§ **Stated exercise**
Please reproduce the entire listing below word for word. Leave the pictures out of your copy.

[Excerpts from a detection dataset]

-- -- --

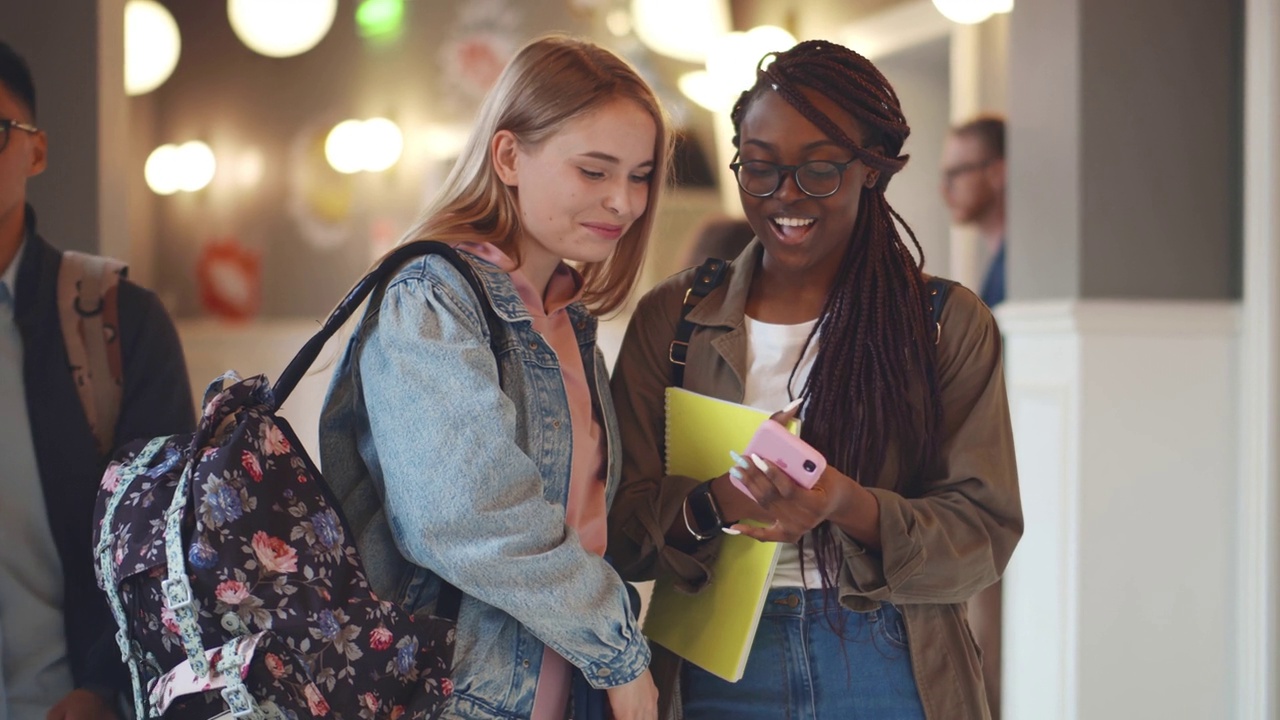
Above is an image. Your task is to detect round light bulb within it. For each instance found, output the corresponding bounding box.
[696,26,796,111]
[933,0,993,26]
[227,0,338,58]
[631,0,730,63]
[324,120,365,176]
[142,143,179,195]
[362,118,404,173]
[177,140,218,192]
[124,0,182,95]
[676,70,733,113]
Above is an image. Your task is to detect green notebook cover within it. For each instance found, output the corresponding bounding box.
[644,387,797,683]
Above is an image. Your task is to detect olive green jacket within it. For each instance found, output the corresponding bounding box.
[609,241,1023,720]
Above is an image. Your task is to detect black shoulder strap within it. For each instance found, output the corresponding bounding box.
[667,258,728,387]
[271,240,491,620]
[927,278,956,345]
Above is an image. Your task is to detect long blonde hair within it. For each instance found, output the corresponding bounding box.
[404,35,671,314]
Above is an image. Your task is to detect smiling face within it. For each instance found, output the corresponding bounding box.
[493,100,658,281]
[739,90,874,277]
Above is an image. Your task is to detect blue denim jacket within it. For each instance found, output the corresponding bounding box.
[320,249,649,719]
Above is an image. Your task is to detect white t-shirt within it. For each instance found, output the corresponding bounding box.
[742,318,822,588]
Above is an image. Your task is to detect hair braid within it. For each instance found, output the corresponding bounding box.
[732,41,942,588]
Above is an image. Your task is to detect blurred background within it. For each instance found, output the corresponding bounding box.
[0,0,1280,720]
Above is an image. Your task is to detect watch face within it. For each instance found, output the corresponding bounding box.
[689,483,724,533]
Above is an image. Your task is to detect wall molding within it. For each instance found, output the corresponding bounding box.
[1234,0,1280,720]
[996,300,1242,336]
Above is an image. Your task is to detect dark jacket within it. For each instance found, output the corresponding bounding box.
[14,206,196,693]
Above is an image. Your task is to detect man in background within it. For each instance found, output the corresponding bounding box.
[942,115,1006,720]
[0,41,195,720]
[942,115,1005,307]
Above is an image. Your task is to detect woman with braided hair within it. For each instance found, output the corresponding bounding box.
[609,41,1023,720]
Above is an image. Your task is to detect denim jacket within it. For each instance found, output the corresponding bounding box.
[320,248,649,719]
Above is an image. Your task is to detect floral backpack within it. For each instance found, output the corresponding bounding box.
[95,241,497,720]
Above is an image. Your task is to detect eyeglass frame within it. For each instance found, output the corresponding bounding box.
[728,158,858,200]
[0,118,40,152]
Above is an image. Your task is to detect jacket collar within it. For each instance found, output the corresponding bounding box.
[461,250,596,338]
[13,205,61,327]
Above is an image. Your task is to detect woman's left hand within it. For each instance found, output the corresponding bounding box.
[732,455,855,543]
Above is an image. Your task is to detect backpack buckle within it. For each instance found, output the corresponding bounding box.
[221,684,257,717]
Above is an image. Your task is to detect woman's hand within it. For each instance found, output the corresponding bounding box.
[732,455,858,543]
[605,670,658,720]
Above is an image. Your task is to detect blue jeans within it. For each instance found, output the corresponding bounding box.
[681,588,924,720]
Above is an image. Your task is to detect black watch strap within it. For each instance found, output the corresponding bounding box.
[686,482,724,538]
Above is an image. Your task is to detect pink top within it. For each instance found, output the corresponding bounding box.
[458,242,608,720]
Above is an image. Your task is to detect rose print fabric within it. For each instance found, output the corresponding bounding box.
[95,375,454,720]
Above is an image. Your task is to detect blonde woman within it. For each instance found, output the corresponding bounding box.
[320,37,669,720]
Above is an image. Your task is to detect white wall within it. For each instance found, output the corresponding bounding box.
[998,301,1239,720]
[874,37,951,277]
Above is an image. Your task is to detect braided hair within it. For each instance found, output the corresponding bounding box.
[732,40,942,587]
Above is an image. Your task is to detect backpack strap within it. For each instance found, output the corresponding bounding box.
[925,278,956,345]
[667,258,730,387]
[58,251,128,455]
[271,240,503,621]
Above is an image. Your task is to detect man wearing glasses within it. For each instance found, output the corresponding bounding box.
[0,42,195,720]
[942,110,1005,720]
[942,115,1005,307]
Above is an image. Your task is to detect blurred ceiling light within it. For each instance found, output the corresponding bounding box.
[631,0,730,63]
[677,26,796,113]
[933,0,1014,24]
[142,143,178,195]
[143,140,218,195]
[324,118,404,174]
[227,0,338,58]
[124,0,182,95]
[178,140,218,192]
[364,118,404,173]
[356,0,404,37]
[604,8,632,37]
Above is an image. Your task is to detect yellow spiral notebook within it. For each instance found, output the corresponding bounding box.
[644,387,799,683]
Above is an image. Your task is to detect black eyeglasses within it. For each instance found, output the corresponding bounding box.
[728,158,858,197]
[0,118,40,152]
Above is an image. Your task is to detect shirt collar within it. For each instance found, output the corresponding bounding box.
[458,242,584,316]
[0,237,27,303]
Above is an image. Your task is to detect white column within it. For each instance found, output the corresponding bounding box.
[1235,0,1280,720]
[998,301,1239,720]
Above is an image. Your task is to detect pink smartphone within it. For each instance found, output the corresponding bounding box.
[746,420,827,489]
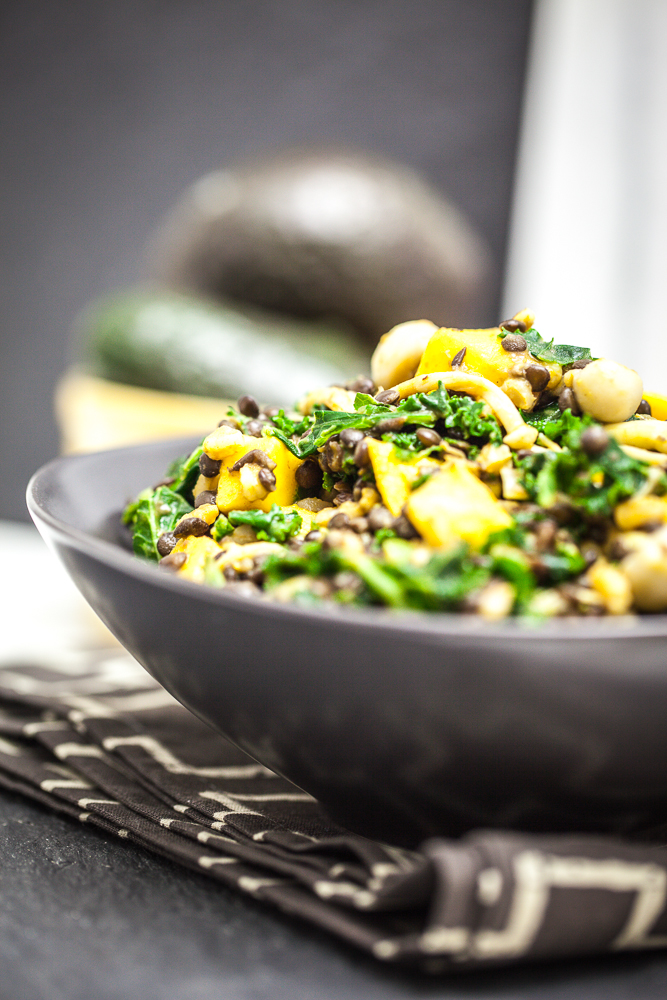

-- -- --

§ **Written solution**
Above is an image. Your task is to detect round light bulb within it. For each instance found, output the corresponding bounding box.
[696,26,796,111]
[933,0,993,26]
[227,0,338,58]
[631,0,730,63]
[324,120,365,176]
[142,143,179,195]
[362,118,404,173]
[177,140,218,192]
[124,0,182,95]
[676,70,733,113]
Above is an image. Your task is to detect green notebook cover within it. For each instance found, output the corresponding bounding box.
[644,387,797,683]
Above is an image. Your task is to detect olive green jacket within it. For each instance found, output the corresponding bounding box.
[609,241,1023,720]
Above is an image. Your task is to detect black shoulder strap within it. For each instance found, output the corresponding bounding box.
[667,258,728,387]
[271,240,491,620]
[927,278,956,345]
Above is an image. Your task is to detect long blonde hair within it. For each instance found, output the corresponding bounding box.
[404,35,671,314]
Above is an image. Your task is to detect smiling face within it. For each instance found, output the corresponding bounding box.
[493,100,658,281]
[739,90,874,277]
Above is an image. Your task is to detect blue denim jacket within it. For each instance found, output the corresponding bounding box.
[320,249,649,719]
Above is an image. Your task is to detect white t-shirt within it. For each instance found, output the corresponding bounding box.
[742,318,822,588]
Above is an image. Your task is to detect hair braid within it. For each instance found, output the corresponding bounding box.
[732,41,942,588]
Above is an image. Your task is to detect blurred background within it. For each instance found, output the corresponding bounding box.
[0,0,1280,720]
Above is an image. Your task is to detect watch face within it. For each instance found, output the corresponding bounding box.
[689,483,724,533]
Above is an image. Your task is to detect wall molding within it. For each instance found, output the corresponding bounding box.
[1234,0,1280,720]
[996,300,1242,336]
Above is an image. Your task is to detect dark jacket within it. For each instance found, output the corresponding bounding box.
[14,206,196,693]
Above is an image. Your task is to detect man in background within it. For each instance found, output the corresponding bounding box.
[942,115,1006,720]
[0,41,195,720]
[942,115,1005,307]
Above is an image. Your task is to detect woman with braided hair within it. For each instance found, output the corresponding bounding box.
[609,41,1023,720]
Above is an image. Your task is to detect denim jacket within it. For each instance found, output the corresponding bounding box.
[320,248,649,719]
Above is an image. Your task is to detect floral backpack within it. For each instance found, output the corresponding bounding box.
[95,241,497,720]
Above is an image. Your task is to detect eyeglass frame within it. For each instance found, output the corresponding bounding box.
[728,158,858,200]
[0,118,40,152]
Above is an image. Your task is to detect jacket collar within it. For each instance found, output the corresponding bounding box.
[461,250,596,338]
[13,205,61,327]
Above is an image. Your task is to detect woman's left hand within it. For each instance found, output the corresponding bounding box.
[732,455,855,543]
Above is an image. Your task is to detect backpack buckle within it. For each instance found, output the corresponding bounding box.
[221,684,257,717]
Above is an image. Your task is to detect woman's hand within it. For each instance found, output the corresponding bounding box.
[732,455,858,543]
[605,670,658,720]
Above is an image. Your task is to detect blue jeans within it. For each instance found, output the corresponding bounding box.
[681,588,924,720]
Above is an image. Your task is to detect black watch strap within it. For each instance found, output the corresponding bounding box.
[686,482,724,538]
Above is an image. Your task is to detect pink top within it. For each instance found, output the corresponding bounding box.
[458,242,608,720]
Above is an image. Your task is to detect rose print fabric within it. For each instance found, output the corresponding bounding box.
[95,375,454,720]
Above is an image. Your task is to detect blonde woman within it. For each instance found, output the corresponding bounding box.
[320,37,669,720]
Above is an image. Your task is to detect white wall within it. For each instance found, output the corresponding bounding box.
[998,301,1239,720]
[874,37,951,277]
Above is an image. Your task is to detect braided hair within it. For each instance found, output the corresponding bounding box.
[732,40,942,587]
Above is an image. Your task is to detect backpack strap within it. For each instance found, output the corresponding bounding box.
[925,278,956,345]
[667,258,730,387]
[58,251,128,455]
[271,240,503,621]
Above is an image. Your task is to detect man wearing glasses within it. For each instance found, output the corresponding bounding box.
[0,42,195,720]
[942,110,1005,720]
[942,115,1005,307]
Above is an image. Your task is to detect blurred ceiling light within it. For each instance found, output the corresponding bounding box.
[631,0,730,63]
[677,26,796,113]
[933,0,1014,24]
[142,143,178,195]
[143,140,218,195]
[324,118,404,174]
[227,0,338,58]
[124,0,182,95]
[178,140,218,192]
[364,118,404,173]
[356,0,404,37]
[604,8,632,37]
Above is an image. Your task is to detect yellow spiral notebook within it. For each instance found, output the corresponding bounding box.
[644,387,799,683]
Above is an image. Your task is to detect black eyeglasses within it. For each instance found, output the corresponding bounding box.
[728,158,858,197]
[0,118,40,152]
Above is an image. Your task is to detect shirt collar within it. For each instance found, output the corresponding bounding box.
[458,242,584,316]
[0,237,27,303]
Above is an image. Your task is to detect white column within it. For each instance found, output the corresponding bounding box.
[1235,0,1280,720]
[998,301,1239,720]
Above is an image. Your task is to detect pink smartphone within it. For each instance found, output the corresponding bounding box.
[746,420,827,489]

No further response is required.